Text section ->
↓↓↓
Home » Video of Civil War veterans

Comments

Video of Civil War veterans — 23 Comments

  1. How long before the progressive-left Stalinists begin efforts to erase any evidence of the Civil War?
    After all, it was conducted by white males and this certainly must be offensive to lesbians, blacks, hispanics, women, gays, transgender and of course all those who are members of the democratic (i.e., Stalinist) party.

    The most effective way to destroy people is to deny and obliterate their own understanding of their history.
    George Orwell

    Who controls the past controls the future. Who controls the present controls the past.
    George Orwell

    George Orwell’s “1984” was just about 35 years too early and his description of thought and speech control is already here.

  2. Americans who stood their ground when God, nation, People, Posterity, and human rights demanded their service.

  3. This afternoon I took my 97 year old WWII veteran father to the VA for a walker. While there, he met another 97 yr old veteran who was a bomber pilot in the Battle of Midway. That was noteworthy for me, as historians consider that the turning point in the war in the Pacific.
↑↑↑
Supplied entries ->
↓↓↓
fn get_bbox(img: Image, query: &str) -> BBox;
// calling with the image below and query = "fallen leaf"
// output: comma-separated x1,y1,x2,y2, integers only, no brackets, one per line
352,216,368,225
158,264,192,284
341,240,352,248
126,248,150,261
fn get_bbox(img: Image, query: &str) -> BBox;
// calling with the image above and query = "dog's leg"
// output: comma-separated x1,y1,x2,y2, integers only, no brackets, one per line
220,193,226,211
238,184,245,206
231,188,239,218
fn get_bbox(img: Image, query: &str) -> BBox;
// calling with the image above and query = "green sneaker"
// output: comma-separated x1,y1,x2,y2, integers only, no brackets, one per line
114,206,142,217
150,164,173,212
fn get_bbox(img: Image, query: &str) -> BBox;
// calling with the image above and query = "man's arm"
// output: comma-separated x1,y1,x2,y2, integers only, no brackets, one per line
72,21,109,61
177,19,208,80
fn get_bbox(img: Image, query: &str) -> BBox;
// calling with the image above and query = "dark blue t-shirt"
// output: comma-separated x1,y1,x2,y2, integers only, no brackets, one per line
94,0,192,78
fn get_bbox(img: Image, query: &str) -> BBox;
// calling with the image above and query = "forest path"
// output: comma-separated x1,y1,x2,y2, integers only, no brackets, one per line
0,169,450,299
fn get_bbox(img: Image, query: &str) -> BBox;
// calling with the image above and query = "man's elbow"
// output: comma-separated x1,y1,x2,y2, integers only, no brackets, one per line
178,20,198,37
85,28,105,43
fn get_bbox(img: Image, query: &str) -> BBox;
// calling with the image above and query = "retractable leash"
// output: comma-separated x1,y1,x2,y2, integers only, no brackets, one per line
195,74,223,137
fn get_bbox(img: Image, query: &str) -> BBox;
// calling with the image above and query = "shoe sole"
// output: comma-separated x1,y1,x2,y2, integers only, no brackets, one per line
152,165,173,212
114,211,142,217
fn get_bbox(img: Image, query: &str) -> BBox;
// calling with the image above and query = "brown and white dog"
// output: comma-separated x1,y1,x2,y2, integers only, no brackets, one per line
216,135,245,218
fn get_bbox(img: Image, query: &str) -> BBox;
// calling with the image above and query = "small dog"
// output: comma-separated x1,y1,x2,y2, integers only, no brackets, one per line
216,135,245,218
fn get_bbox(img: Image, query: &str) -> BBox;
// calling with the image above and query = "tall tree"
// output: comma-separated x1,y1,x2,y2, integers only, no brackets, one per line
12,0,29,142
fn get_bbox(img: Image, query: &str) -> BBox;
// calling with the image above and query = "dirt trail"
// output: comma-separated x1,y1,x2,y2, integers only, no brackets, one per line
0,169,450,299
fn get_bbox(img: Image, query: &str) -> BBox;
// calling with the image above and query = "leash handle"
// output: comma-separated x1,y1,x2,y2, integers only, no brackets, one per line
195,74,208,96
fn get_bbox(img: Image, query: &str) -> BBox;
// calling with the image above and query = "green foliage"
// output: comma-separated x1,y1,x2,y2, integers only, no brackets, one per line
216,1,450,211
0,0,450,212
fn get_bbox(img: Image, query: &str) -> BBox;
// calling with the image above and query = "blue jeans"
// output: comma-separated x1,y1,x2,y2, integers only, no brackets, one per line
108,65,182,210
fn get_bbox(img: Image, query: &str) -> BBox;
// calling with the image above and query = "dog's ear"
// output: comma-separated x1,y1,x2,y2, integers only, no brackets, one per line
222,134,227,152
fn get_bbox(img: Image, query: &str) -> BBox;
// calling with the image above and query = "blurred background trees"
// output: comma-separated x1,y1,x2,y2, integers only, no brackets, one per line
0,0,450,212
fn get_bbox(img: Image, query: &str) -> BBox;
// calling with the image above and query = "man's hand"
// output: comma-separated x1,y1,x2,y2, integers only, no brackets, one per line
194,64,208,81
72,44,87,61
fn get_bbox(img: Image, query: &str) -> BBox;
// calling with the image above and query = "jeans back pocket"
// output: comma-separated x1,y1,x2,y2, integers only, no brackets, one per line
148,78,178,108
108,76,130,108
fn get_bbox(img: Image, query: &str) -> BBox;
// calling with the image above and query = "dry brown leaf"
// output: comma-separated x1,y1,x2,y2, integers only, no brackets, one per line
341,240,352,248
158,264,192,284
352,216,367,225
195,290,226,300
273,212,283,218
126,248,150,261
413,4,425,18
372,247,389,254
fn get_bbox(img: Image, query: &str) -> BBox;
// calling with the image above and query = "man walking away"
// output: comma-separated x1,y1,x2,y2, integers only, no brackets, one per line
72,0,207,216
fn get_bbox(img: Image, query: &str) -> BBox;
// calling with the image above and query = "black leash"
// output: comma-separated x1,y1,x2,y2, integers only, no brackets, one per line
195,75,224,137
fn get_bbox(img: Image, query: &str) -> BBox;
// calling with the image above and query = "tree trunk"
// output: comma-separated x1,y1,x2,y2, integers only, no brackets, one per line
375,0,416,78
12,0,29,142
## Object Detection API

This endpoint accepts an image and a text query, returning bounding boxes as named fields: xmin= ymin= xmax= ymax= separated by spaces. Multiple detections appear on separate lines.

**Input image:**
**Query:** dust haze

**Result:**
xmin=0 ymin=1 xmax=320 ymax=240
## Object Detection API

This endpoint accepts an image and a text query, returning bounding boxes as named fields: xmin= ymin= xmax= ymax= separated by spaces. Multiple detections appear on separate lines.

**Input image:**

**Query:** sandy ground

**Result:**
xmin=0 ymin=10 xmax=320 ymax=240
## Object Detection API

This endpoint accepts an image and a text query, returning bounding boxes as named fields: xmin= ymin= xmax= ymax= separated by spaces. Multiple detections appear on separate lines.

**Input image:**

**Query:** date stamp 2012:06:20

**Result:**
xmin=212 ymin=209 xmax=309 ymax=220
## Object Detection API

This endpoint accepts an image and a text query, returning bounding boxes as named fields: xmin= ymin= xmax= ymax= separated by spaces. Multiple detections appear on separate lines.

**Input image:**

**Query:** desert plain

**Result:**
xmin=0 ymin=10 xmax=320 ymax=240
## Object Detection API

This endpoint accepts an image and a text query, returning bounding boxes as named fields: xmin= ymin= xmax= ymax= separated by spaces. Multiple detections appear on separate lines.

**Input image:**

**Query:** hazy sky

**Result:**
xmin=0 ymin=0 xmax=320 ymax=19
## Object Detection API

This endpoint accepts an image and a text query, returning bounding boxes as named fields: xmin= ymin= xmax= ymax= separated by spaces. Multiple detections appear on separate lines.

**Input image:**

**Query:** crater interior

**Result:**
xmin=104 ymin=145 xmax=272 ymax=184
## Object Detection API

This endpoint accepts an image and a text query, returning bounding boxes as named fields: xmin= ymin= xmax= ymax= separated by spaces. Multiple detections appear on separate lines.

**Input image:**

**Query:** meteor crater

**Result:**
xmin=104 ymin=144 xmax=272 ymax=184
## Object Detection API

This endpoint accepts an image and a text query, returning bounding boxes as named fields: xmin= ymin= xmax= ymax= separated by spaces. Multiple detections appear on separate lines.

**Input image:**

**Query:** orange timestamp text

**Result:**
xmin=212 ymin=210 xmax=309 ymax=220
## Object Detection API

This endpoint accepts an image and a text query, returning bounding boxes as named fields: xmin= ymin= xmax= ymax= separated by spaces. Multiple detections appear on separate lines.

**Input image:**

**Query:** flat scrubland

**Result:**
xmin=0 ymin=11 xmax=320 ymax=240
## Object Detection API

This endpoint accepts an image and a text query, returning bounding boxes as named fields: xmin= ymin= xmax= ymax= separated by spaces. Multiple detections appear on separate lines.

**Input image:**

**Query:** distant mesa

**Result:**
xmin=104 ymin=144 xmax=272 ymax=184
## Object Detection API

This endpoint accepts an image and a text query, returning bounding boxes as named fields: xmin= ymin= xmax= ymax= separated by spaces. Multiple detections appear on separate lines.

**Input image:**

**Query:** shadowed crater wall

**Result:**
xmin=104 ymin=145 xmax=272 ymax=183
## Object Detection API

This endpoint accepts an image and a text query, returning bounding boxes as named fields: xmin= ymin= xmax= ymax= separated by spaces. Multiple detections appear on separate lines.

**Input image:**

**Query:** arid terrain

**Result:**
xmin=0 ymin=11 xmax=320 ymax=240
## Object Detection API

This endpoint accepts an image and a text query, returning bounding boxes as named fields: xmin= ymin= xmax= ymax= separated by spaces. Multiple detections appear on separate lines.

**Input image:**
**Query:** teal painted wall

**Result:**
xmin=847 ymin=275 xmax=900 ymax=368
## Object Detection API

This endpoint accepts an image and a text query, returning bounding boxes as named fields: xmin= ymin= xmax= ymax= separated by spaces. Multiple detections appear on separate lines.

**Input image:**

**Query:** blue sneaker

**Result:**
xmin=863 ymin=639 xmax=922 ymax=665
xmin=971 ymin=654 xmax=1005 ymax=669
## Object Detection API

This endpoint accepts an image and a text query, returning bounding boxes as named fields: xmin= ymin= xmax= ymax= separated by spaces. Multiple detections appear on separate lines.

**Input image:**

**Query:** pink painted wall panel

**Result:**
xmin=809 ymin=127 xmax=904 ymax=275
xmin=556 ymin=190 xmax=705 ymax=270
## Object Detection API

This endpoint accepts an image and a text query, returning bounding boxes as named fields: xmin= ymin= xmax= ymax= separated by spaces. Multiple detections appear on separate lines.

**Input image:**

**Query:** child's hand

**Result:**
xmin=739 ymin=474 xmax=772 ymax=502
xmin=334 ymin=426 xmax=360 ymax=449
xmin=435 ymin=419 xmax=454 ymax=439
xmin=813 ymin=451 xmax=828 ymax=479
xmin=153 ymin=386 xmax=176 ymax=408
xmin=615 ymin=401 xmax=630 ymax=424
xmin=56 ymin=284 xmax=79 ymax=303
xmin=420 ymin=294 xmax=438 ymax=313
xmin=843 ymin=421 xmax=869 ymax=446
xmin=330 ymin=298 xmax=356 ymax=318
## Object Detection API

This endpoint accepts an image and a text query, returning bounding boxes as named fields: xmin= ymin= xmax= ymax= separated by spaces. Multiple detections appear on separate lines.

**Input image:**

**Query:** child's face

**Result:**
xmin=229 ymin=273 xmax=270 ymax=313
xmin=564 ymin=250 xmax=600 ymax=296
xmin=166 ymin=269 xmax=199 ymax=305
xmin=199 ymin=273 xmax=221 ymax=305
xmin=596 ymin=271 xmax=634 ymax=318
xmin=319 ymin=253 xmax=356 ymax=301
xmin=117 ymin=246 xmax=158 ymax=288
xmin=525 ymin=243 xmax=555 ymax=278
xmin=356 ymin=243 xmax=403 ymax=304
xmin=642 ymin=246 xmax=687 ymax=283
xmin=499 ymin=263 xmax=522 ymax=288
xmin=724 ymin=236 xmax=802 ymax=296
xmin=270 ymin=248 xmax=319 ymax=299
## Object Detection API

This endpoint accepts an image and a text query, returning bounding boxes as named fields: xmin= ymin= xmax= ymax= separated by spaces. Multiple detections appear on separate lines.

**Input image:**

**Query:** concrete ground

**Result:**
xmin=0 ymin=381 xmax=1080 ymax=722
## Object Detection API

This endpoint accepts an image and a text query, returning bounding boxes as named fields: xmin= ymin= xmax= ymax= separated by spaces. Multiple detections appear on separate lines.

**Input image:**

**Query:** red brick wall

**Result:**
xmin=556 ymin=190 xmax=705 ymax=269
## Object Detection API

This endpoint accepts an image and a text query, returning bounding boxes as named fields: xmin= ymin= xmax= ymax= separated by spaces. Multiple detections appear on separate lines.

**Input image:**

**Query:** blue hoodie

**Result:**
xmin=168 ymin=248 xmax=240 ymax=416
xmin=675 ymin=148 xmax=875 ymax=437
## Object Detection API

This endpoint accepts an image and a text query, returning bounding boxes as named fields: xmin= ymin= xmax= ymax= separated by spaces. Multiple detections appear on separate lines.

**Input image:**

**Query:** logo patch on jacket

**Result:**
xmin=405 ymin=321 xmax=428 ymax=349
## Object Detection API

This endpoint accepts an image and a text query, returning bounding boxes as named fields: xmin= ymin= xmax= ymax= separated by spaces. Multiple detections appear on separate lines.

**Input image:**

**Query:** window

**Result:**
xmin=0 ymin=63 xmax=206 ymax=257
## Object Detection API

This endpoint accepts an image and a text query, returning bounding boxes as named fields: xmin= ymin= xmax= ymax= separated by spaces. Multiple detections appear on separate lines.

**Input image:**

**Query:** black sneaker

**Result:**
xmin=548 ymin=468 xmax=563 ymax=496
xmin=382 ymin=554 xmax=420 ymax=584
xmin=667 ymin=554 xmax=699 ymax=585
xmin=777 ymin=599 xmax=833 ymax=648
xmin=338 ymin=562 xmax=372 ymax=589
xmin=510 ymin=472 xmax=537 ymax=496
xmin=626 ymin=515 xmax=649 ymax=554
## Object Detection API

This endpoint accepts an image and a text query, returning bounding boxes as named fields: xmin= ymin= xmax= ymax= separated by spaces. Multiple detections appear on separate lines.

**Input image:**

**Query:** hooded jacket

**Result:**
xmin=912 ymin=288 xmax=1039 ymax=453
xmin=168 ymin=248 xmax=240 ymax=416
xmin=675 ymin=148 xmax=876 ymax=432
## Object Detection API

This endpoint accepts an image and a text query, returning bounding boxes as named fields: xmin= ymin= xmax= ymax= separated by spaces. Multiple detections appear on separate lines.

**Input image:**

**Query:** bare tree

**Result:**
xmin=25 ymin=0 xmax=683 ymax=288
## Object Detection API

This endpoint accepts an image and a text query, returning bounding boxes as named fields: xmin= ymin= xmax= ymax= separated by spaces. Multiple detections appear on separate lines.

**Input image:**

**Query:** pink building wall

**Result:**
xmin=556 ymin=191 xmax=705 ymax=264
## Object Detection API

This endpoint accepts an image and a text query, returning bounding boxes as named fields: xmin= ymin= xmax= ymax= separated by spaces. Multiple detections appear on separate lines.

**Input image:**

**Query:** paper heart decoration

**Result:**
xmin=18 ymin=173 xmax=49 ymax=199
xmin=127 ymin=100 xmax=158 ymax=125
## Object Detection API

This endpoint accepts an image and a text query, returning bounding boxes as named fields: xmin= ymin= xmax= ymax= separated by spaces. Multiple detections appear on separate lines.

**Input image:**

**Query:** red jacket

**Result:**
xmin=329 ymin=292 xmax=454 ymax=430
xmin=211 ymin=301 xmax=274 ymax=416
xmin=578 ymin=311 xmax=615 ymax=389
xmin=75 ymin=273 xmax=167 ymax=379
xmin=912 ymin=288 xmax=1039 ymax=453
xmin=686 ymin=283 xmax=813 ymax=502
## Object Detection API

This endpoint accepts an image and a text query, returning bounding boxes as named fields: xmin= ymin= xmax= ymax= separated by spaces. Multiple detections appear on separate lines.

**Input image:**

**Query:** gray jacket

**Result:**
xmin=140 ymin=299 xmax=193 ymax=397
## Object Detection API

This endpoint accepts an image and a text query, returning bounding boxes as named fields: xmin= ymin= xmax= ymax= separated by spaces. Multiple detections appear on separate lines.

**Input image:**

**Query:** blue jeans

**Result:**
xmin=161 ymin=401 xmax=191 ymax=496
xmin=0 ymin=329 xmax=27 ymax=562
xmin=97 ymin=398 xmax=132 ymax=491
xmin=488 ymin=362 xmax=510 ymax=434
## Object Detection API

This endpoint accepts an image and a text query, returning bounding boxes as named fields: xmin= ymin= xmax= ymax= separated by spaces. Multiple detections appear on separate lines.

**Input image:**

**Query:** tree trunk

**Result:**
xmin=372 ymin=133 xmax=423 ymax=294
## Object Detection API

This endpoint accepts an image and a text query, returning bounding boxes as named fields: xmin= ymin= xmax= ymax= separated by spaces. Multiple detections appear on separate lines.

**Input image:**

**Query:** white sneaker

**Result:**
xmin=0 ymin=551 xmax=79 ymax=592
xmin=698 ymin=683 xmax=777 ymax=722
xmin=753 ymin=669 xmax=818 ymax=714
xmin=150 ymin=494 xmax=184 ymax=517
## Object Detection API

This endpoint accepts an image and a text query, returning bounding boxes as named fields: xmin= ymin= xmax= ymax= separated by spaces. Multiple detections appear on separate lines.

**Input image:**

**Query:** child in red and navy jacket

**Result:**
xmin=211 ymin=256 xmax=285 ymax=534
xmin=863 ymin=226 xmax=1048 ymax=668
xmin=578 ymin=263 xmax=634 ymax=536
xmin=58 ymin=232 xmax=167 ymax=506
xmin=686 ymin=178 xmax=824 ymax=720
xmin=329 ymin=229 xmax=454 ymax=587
↑↑↑
Task requirements ->
**1)** In the comments on the Civil War veterans video, why did the writer of the third comment take their father to the VA?
**2)** Continue the comments on the Civil War veterans video from where they stop.
The lines have nothing to do with the Civil War veterans comments.

Answers provided ->
**1)** To get a walker.

**2)**
    Dad’s spirit is still strong but physically I can see the decline accelerating. In ten more years, there will be few if any left of “the greatest generation”.

    Given the appalling ignorance of our young, that may be even more impactful than the passing of the Civil War generation.

  4. I have a lecture on Civil War medicine that I give once in a while. It uses many of those photos. I originally put if together for the Royal Army Medical Corps so the title is “the Medical and Surgical History of the American Civil War”. If anyone is interested it starts a series of posts here.

  5. The Civil War was not fought exclusively by white males. If you stop the video Neo posted at about 2:52, there’s a black veteran with a woman who is probably his daughter. I assume this veteran fought in one of the regiments of the USCT (United States Colored Troops) that were present at Gettysburg. There are photos of several USCT soldiers at the Gettysburg visitors center. Brief history of the USCT here: https://www.afroamcivilwar.org/about-us/usct-history.html

    Another video that shows black veterans at Gettysburg reunions is this one, which includes clips of the 50th reunion in 1913 as well as the 75th in 1938.

    https://www.youtube.com/watch?v=mVjD2DaB4bY&ab_channel=William

    One particularly sobering aspect of this 6-minute film is the statistics at the end, which compare the American death tolls of World Wars I and II, Korea, and Vietnam with the butcher’s bill for the Civil War (some historians estimate the number of Civil War dead even higher, at about 800,000).

  6. My Great Grandfather fought in the Civil War, as did his 3 brothers. Only two came back. They worn the Butternut Grey.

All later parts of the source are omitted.